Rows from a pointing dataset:
>>>>

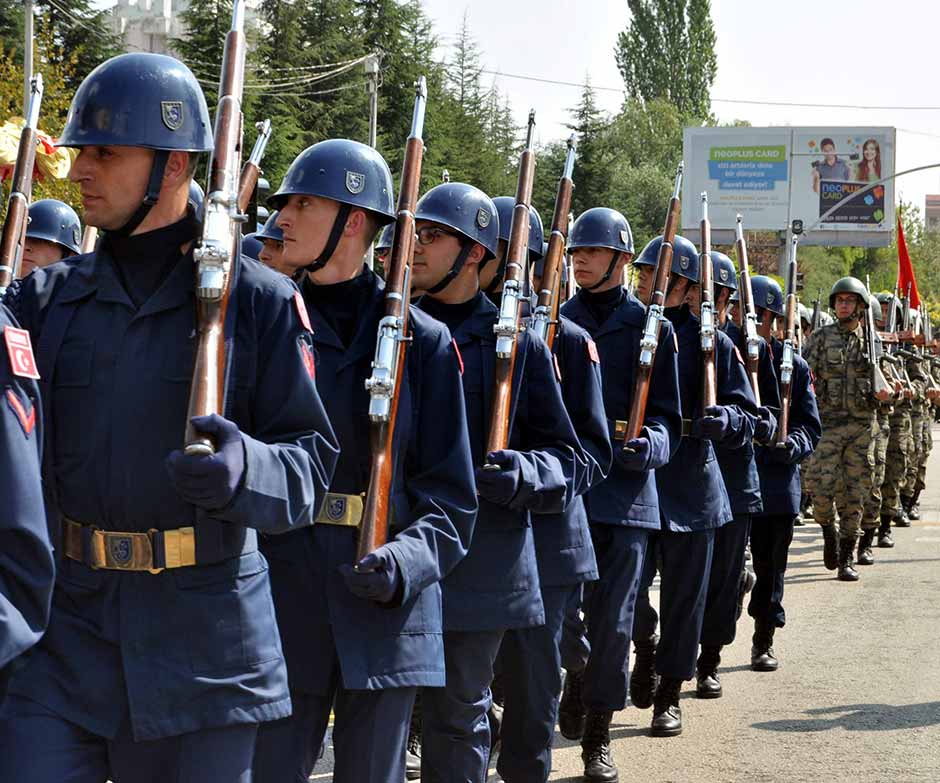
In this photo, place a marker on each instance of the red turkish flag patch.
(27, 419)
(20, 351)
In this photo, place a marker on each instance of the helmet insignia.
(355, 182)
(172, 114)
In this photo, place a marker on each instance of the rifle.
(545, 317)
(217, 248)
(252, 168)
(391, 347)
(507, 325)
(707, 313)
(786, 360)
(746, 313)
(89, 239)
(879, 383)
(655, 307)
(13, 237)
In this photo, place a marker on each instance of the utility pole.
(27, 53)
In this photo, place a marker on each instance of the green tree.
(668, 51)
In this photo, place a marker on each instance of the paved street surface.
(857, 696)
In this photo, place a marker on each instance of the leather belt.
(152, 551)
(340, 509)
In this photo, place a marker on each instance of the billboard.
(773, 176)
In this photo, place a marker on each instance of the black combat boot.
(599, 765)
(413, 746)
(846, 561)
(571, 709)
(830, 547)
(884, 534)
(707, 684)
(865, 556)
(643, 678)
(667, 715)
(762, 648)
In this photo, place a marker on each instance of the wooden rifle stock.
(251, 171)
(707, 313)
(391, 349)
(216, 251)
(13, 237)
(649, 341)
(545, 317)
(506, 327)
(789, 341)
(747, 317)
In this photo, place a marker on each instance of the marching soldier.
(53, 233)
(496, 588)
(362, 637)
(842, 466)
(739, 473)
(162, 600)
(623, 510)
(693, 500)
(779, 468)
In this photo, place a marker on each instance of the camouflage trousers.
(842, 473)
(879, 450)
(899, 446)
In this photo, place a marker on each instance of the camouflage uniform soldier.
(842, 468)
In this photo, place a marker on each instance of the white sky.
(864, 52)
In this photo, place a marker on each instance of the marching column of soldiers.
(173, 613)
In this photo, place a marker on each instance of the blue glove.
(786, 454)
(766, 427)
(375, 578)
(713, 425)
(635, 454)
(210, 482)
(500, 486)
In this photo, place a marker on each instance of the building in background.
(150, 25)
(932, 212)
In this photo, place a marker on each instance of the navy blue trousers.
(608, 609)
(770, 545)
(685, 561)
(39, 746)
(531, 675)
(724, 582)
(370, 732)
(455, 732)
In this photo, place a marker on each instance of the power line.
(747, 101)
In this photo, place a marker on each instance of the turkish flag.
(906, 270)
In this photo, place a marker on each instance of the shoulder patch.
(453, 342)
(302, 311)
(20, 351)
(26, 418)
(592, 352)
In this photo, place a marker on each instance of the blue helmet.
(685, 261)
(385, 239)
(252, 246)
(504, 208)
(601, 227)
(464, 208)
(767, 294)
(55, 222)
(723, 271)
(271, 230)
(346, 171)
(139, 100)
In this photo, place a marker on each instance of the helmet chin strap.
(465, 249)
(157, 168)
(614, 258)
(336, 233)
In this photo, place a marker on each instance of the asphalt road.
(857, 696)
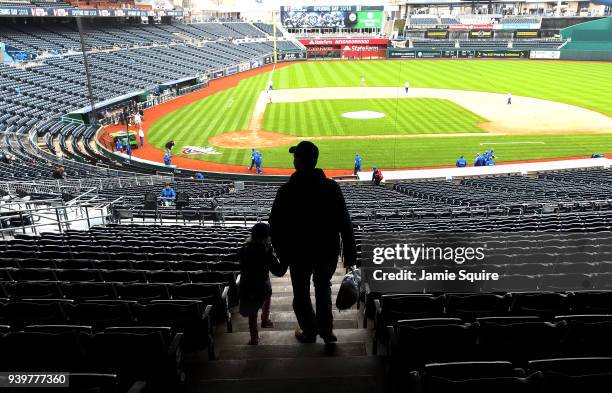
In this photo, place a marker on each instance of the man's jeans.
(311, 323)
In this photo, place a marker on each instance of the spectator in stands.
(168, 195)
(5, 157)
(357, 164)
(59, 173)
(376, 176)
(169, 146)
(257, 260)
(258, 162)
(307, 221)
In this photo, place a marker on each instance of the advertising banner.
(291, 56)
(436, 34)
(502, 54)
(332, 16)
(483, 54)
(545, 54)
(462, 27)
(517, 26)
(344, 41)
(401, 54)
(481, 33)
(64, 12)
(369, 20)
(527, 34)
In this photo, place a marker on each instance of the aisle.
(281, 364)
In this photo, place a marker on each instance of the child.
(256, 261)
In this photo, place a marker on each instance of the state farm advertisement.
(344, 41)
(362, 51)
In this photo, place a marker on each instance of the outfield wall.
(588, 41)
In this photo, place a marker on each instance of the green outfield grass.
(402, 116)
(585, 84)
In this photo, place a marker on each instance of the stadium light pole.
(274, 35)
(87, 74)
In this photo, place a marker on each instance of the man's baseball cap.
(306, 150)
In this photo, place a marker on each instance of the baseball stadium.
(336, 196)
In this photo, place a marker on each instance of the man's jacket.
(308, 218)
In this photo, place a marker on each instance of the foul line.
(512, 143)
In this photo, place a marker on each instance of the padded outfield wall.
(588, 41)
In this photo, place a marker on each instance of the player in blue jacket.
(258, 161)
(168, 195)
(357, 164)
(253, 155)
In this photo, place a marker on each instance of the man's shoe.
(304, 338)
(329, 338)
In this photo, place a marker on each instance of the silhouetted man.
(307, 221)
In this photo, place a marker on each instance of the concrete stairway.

<<<<

**WHAT YOU SHOULD DO**
Turn all of the material above into a numbered list with one line per item, skipping blank lines. Leave the pictures out.

**EXERCISE ANSWER**
1. In this photo, place a marker on each instance of the red turkish flag patch.
2. (27, 419)
3. (20, 351)
4. In this photo, place a marker on each instance of the helmet insignia.
5. (355, 182)
6. (172, 114)
7. In this photo, place a marker on each instance of the rifle.
8. (545, 317)
9. (217, 248)
10. (252, 168)
11. (391, 347)
12. (507, 325)
13. (707, 313)
14. (786, 360)
15. (746, 313)
16. (89, 239)
17. (879, 383)
18. (655, 307)
19. (13, 237)
20. In this photo, place a marker on each instance of the utility pole.
21. (27, 53)
22. In this photo, place a marker on each instance of the green tree.
23. (668, 51)
24. In this photo, place a marker on each instance of the paved street surface.
25. (857, 696)
26. In this photo, place a marker on each instance of the leather belt.
27. (152, 551)
28. (340, 509)
29. In this photo, place a marker on each instance of the billboard.
30. (773, 176)
31. In this photo, place a marker on each instance of the black combat boot.
32. (599, 765)
33. (413, 746)
34. (846, 561)
35. (571, 709)
36. (830, 547)
37. (884, 534)
38. (707, 684)
39. (865, 556)
40. (643, 678)
41. (667, 715)
42. (762, 648)
43. In this photo, place a marker on each instance of the wooden rifle stock.
44. (251, 171)
45. (707, 313)
46. (391, 349)
47. (216, 251)
48. (13, 237)
49. (649, 341)
50. (545, 317)
51. (506, 327)
52. (789, 341)
53. (747, 317)
54. In this photo, place a marker on each instance of the marching soldier.
55. (53, 233)
56. (496, 588)
57. (362, 637)
58. (842, 466)
59. (739, 473)
60. (162, 600)
61. (623, 510)
62. (693, 500)
63. (779, 468)
64. In this photo, place a marker on each instance of the camouflage trousers.
65. (842, 473)
66. (879, 450)
67. (899, 446)
68. In this photo, place a marker on each instance of the camouflage uniform soldier.
69. (842, 468)
70. In this photo, place a marker on each instance of the white sky.
71. (864, 52)
72. In this photo, place a marker on each instance of the marching column of soldiers.
73. (173, 613)
74. In this photo, place a marker on each instance of the blue glove.
75. (786, 454)
76. (766, 427)
77. (375, 578)
78. (713, 425)
79. (635, 454)
80. (210, 482)
81. (500, 486)
82. In this photo, place a marker on each instance of the building in background.
83. (150, 25)
84. (932, 212)
85. In this photo, place a marker on each instance of the navy blue trousers.
86. (608, 609)
87. (770, 545)
88. (685, 561)
89. (39, 746)
90. (531, 675)
91. (724, 582)
92. (370, 732)
93. (455, 732)
94. In this photo, place a marker on each instance of the power line.
95. (747, 101)
96. In this photo, place a marker on each instance of the turkish flag.
97. (906, 270)
98. In this photo, place a marker on each instance of the shoulder patch.
99. (453, 342)
100. (302, 311)
101. (20, 351)
102. (26, 418)
103. (592, 352)
104. In this photo, place a marker on each instance of the blue helmet.
105. (685, 261)
106. (385, 239)
107. (252, 246)
108. (504, 208)
109. (601, 227)
110. (464, 208)
111. (767, 294)
112. (55, 222)
113. (723, 271)
114. (271, 230)
115. (346, 171)
116. (139, 100)
117. In this photo, place a marker on each instance of the helmet chin strap.
118. (465, 249)
119. (157, 168)
120. (614, 258)
121. (336, 233)
122. In this photo, place a marker on each instance of the asphalt road.
123. (857, 696)
124. In this photo, place a marker on each instance of the man's jeans.
125. (311, 323)
126. In this photo, place a marker on each instance of the spectator in stands.
127. (168, 195)
128. (5, 157)
129. (357, 164)
130. (59, 173)
131. (376, 176)
132. (169, 146)
133. (257, 260)
134. (258, 162)
135. (307, 221)
136. In this photo, place a marker on each instance of the advertising banner.
137. (291, 56)
138. (436, 34)
139. (502, 54)
140. (332, 16)
141. (483, 54)
142. (545, 54)
143. (462, 27)
144. (517, 26)
145. (344, 41)
146. (401, 54)
147. (481, 33)
148. (64, 12)
149. (369, 20)
150. (527, 34)
151. In this photo, place a marker on each instance of the aisle.
152. (281, 364)
153. In this photo, place a marker on each instance of the child.
154. (256, 261)
155. In this photo, place a marker on each instance of the state farm advertisement.
156. (344, 41)
157. (362, 51)
158. In this photo, place a marker on each instance of the outfield wall.
159. (588, 41)
160. In this photo, place a marker on each instance of the green outfield grass.
161. (402, 116)
162. (585, 84)
163. In this photo, place a marker on each instance of the stadium light pole.
164. (274, 35)
165. (87, 74)
166. In this photo, place a marker on each instance of the man's baseball cap.
167. (306, 150)
168. In this photo, place a marker on each instance of the baseball stadium.
169. (336, 196)
170. In this photo, place a marker on each instance of the man's jacket.
171. (308, 218)
172. In this photo, place a marker on each instance of the foul line.
173. (512, 143)
174. In this photo, place a marker on each instance of the padded outfield wall.
175. (588, 41)
176. In this photo, place a marker on each instance of the player in blue jacket.
177. (258, 161)
178. (168, 195)
179. (357, 164)
180. (253, 155)
181. In this photo, place a marker on each instance of the man's shoe.
182. (304, 338)
183. (329, 338)
184. In this photo, place a marker on each instance of the silhouetted man.
185. (307, 221)
186. In this photo, place a marker on each instance of the concrete stairway.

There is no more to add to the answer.